··· DOKUMENTAUSZUG

Abb.1: Der Prototyp als Reflexionsmoment innerhalb des Design-Teams
Konkret gesagt: Es ist bequem und möglich, sich auf eine gemeinsame Idee zu einigen, in dem man sie in einem möglichst abstrakten Umfeld belässt. Sobald jedoch ein manifester Prototyp entsteht, konfrontiert sich das Team gegenseitig mit möglicherweise divergierenden Erwartungen und Spielräumen. Fällt meine Interpretation der Idee nicht mehr in diesen Spielraum, wird es mir nun deutlich vor Augen geführt und ich muss mich entweder in der Diskussion für meine Interpretation und meine Erwartung einsetzen oder lasse mich von einer anderen Erwartung überzeugen. Oder ich erfahre, dass die unterschiedlichen Erwartungen im Team sich nicht vereinbaren lassen. Auch dies wäre eine mögliche Erkenntnis, die ich aus der Beobachtung des Prototyps ziehen kann. Auch nonverbale Abstimmungen können die Folge sein, in dem der Prototyp einvernehmlich weiterentwickelt wird, ohne dass dafür stets Begründungen geliefert werden.
2) Der Prototyp als Agent zum Abgleich von Wissen gegenüber Nutzergruppen (Beobachtung zweiter Ordnung)
Die Beobachtung zweiter Ordnung ist dem internen Wissensabgleich nachgestellt. Geht man davon aus, dass sich das Team auf eine vorläufige Interpretation der Idee in Form eines Prototyps einigen konnte, kann es nun zu einer Beobachtung der Nutzer kommen, bzw. von Klienten, Kunden oder anderen Ratsuchenden, die im Fokus der Arbeit des Design-Teams stehen (Rambow & Bromme, 2000). Dazu wird der Prototyp überreicht und zur Interpretation freigegeben. Die Nutzer beobachten und interpretieren den Prototypen, in dem sie beispielsweise damit interagieren oder für sie offene Fragen aufwerfen.

······
··· AUFGELISTETE EINTRÄGE

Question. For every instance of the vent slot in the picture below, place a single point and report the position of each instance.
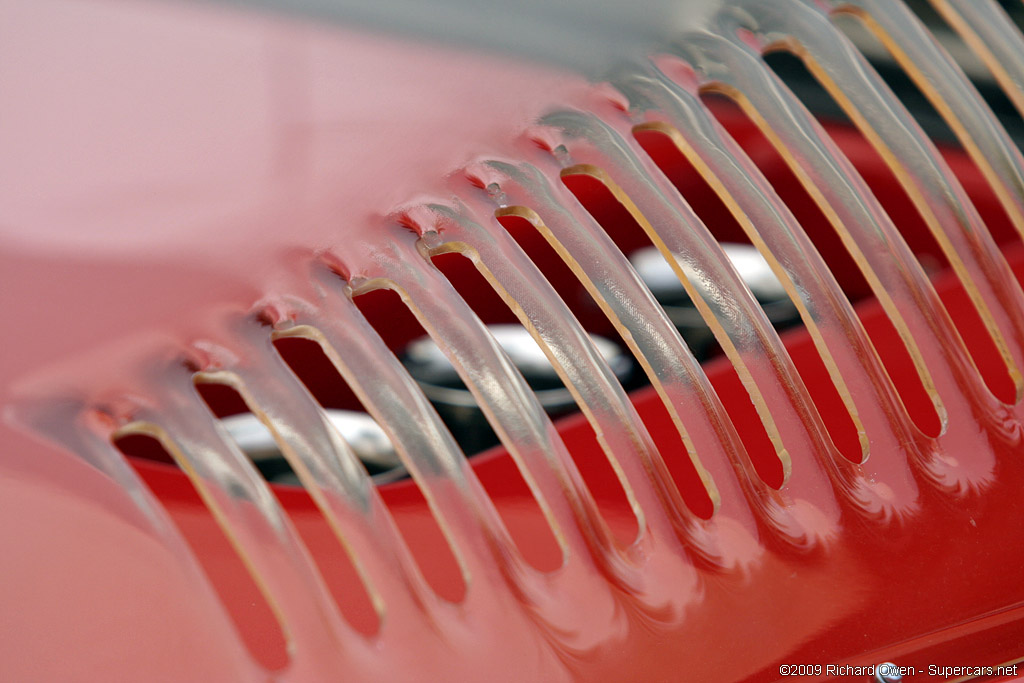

······
··· AUFGELISTETE EINTRÄGE

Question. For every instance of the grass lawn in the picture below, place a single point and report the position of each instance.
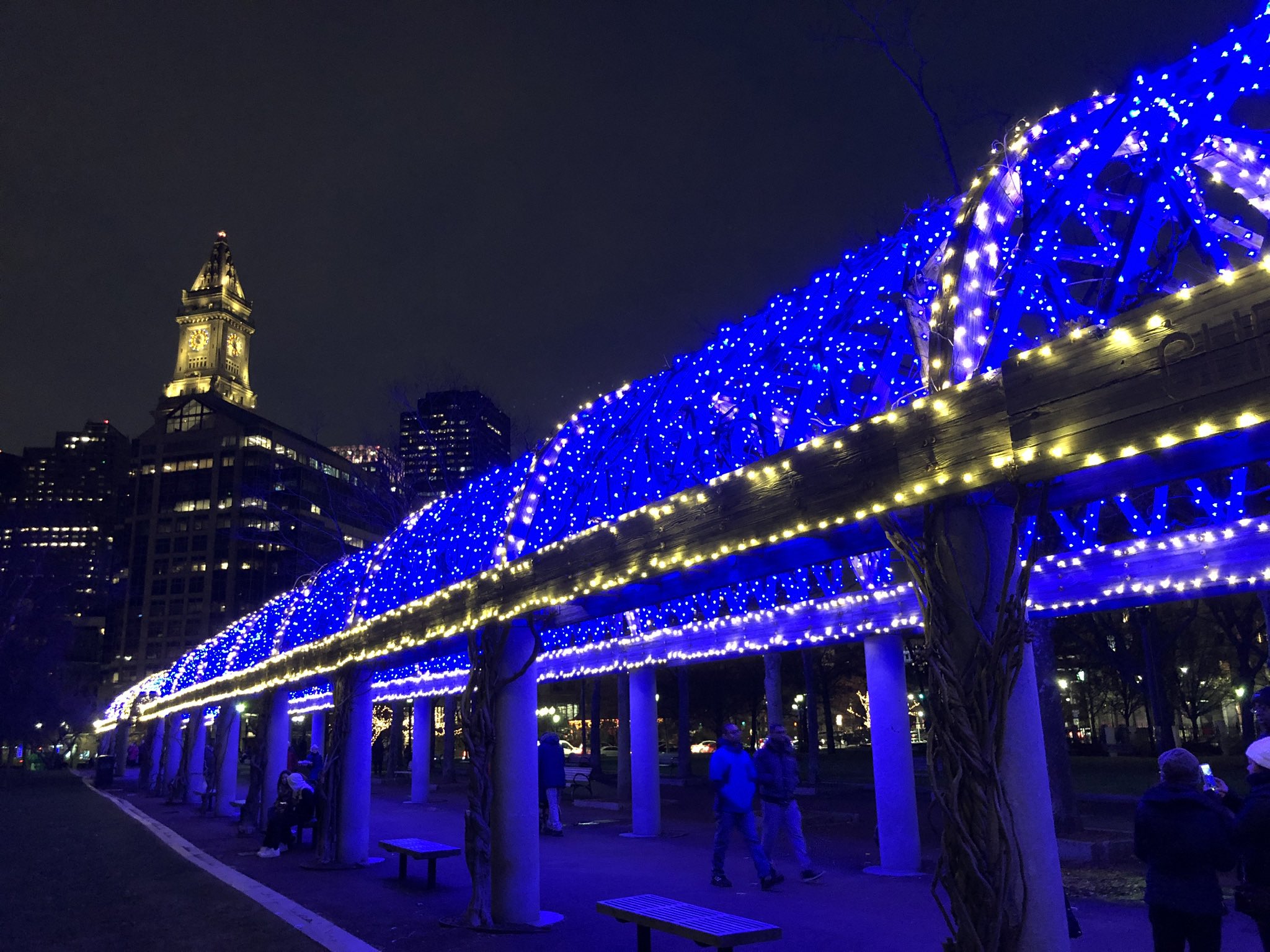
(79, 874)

······

- [ARBEITSAUFTRAG A]
Stimmen die folgenden Aussagen mit dem Dokumentauszug überein? Beantworte jede mit Ja oder Nein und zitiere wörtlich die entscheidende Stelle: (i) Die Beobachtung zweiter Ordnung findet vor dem internen Wissensabgleich statt. (ii) Nonverbale Abstimmungen können eine Folge der Konfrontation mit dem Prototyp sein. (iii) Der Prototyp wird den Nutzern zur Interpretation übergeben.
- [ARBEITSAUFTRAG B]
Welche Gruppen nennt der Dokumentauszug als mögliche Beobachtete, die im Fokus der Arbeit des Design-Teams stehen? Zähle alle auf.

- [VOLLSTÄNDIGE ANTWORT A]
(i) Nein: „Die Beobachtung zweiter Ordnung ist dem internen Wissensabgleich nachgestellt.“
(ii) Ja: „Auch nonverbale Abstimmungen können die Folge sein“
(iii) Ja: „Dazu wird der Prototyp überreicht und zur Interpretation freigegeben.“

- [VOLLSTÄNDIGE ANTWORT B]
- Nutzer
- Klienten
- Kunden
- andere Ratsuchende